* _Prompt_: Exactly and only the lines from the one with "the white fur" through the end of the listing are to be transcribed, both ends included.

* _Raw data_:
'''
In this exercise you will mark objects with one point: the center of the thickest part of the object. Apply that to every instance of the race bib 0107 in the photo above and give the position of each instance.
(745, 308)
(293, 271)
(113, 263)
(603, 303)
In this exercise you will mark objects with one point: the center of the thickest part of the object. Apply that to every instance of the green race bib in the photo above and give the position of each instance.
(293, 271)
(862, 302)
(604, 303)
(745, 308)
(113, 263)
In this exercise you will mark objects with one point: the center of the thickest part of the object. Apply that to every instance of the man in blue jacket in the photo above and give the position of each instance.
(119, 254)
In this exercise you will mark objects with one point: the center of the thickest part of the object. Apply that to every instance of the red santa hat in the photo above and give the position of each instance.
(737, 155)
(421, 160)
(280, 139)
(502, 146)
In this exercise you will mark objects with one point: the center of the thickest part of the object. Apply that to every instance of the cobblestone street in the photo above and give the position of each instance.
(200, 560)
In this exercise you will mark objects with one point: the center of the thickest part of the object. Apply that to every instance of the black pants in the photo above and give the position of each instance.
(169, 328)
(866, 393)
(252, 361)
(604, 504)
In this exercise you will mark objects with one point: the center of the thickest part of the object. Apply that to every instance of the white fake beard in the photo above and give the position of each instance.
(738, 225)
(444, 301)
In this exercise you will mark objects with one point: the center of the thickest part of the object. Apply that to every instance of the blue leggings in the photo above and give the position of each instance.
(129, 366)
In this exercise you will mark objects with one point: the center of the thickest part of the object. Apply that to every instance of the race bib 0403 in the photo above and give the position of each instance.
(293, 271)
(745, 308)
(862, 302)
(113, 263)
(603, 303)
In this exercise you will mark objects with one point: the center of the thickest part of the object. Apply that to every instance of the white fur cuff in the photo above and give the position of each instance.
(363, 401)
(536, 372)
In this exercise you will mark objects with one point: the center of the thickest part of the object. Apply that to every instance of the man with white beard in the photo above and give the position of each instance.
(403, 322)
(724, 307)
'''
* _Answer to the problem_:
In this exercise you will mark objects with one point: the center of the thickest part of the object. Apply that to every instance of the white fur cuff in the photo above and give the position of each instance.
(363, 401)
(536, 372)
In this exercise you will mark objects with one point: the center of the thickest part of the object. Apply that to every instance of the man with white beard in the photo above and give the position of each instance.
(403, 322)
(724, 307)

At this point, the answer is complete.